= TEKS SUMBER =
------------------------

I am a human. Not a number. Not a digit
Menentukan rate terjemahan untuk seorang teman ternyata bukanlah perkara mudah. Butuh “kekuatan” besar, bahkan sebagian orang (baca: penerjemah) tidak sanggup melakukannya. 😀
Suatu hari seorang teman bertanya apakah punya teman yang biasa menerjemahkan untuk pasangan Bahasa Jawa-Bahasa Indonesia. Dia ingin tahu berapa rate untuk pasangan bahasa tersebut. Saya ingat seorang teman penerjemah yang mempunyai agensi dan juga menerima pasangan bahasa itu selain Inggris-Indonesia dan Indonesia-Inggris. Terjadilah percakapan sebagai berikut.
Saya : “Mas, berapa rate untuk terjemahan dari Bhs Jawa ke Bahasa Indonesia?”
AA : “Bahasa Jawa apa, Mbak? Apakah aksaranya atau Jawa tulisan biasa, atau… Jawa apa?”
Saya : “Latin, Mas.”
AA : “Bahasa Jawa Madya, Ngoko atau apa?”
Saya : “Madya.”
AA : “Jumlah katanya berapa, Mbak?”
Saya : “Jumlah katanya belum tahu, Mas. Dia baru nanya rate aja dulu, katanya supaya ada bayangan harga.”
AA : “Saya sama temen sendiri susah sih bilangnya. Hahahaha. Gini aja deh, Mbak. Saya cuma butuh jumlah kata + budget-nya berapa. That’s all. Saya susah bikin rate buat temen.”

------------------------

= DATA TERSIMPAN =

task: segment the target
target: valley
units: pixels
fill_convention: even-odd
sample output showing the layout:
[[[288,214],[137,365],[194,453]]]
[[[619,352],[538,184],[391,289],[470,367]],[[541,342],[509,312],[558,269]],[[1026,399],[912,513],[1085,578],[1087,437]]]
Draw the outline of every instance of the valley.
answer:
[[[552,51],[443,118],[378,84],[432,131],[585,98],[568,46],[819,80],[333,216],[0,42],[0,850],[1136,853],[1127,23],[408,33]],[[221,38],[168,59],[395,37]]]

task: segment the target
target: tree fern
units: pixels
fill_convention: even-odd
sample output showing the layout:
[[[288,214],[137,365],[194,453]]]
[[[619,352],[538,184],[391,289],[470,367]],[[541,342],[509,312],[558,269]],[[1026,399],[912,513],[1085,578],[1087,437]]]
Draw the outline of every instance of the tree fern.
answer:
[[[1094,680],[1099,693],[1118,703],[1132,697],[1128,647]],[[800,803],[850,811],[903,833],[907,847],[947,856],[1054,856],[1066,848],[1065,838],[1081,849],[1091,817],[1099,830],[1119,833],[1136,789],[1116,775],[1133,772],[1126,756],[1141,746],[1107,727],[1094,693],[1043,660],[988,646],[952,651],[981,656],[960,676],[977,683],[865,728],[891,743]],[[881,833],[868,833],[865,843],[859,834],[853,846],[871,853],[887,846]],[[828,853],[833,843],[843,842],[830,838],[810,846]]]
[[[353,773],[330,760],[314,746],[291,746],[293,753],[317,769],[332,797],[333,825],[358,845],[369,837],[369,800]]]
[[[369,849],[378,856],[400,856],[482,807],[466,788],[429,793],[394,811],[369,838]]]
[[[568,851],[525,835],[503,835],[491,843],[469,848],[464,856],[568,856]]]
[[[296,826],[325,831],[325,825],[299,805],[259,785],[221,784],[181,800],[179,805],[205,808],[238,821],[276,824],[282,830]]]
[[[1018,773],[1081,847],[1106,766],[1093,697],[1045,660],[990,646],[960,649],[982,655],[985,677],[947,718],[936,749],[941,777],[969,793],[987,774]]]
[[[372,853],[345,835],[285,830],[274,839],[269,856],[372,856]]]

------------------------

= PETUNJUK TUGAS =
1: Kutip bagian teks sumber antara "I am a human." dan "percakapan sebagai berikut.", termasuk kedua batas tersebut.
2: Jawablah pertanyaan berikut dengan singkat berdasarkan teks sumber.
(a) Pasangan bahasa apa yang ditanyakan rate terjemahannya oleh teman penulis?
(b) Ragam Bahasa Jawa apa yang disebut penulis ketika AA menanyakannya?
(c) Dua hal apa saja yang menurut AA ia butuhkan?

= DAFTAR JAWABAN =
1:
I am a human. Not a number. Not a digit
Menentukan rate terjemahan untuk seorang teman ternyata bukanlah perkara mudah. Butuh “kekuatan” besar, bahkan sebagian orang (baca: penerjemah) tidak sanggup melakukannya. 😀
Suatu hari seorang teman bertanya apakah punya teman yang biasa menerjemahkan untuk pasangan Bahasa Jawa-Bahasa Indonesia. Dia ingin tahu berapa rate untuk pasangan bahasa tersebut. Saya ingat seorang teman penerjemah yang mempunyai agensi dan juga menerima pasangan bahasa itu selain Inggris-Indonesia dan Indonesia-Inggris. Terjadilah percakapan sebagai berikut.

2:
(a) Bahasa Jawa-Bahasa Indonesia.
(b) Madya.
(c) Jumlah kata dan budget-nya.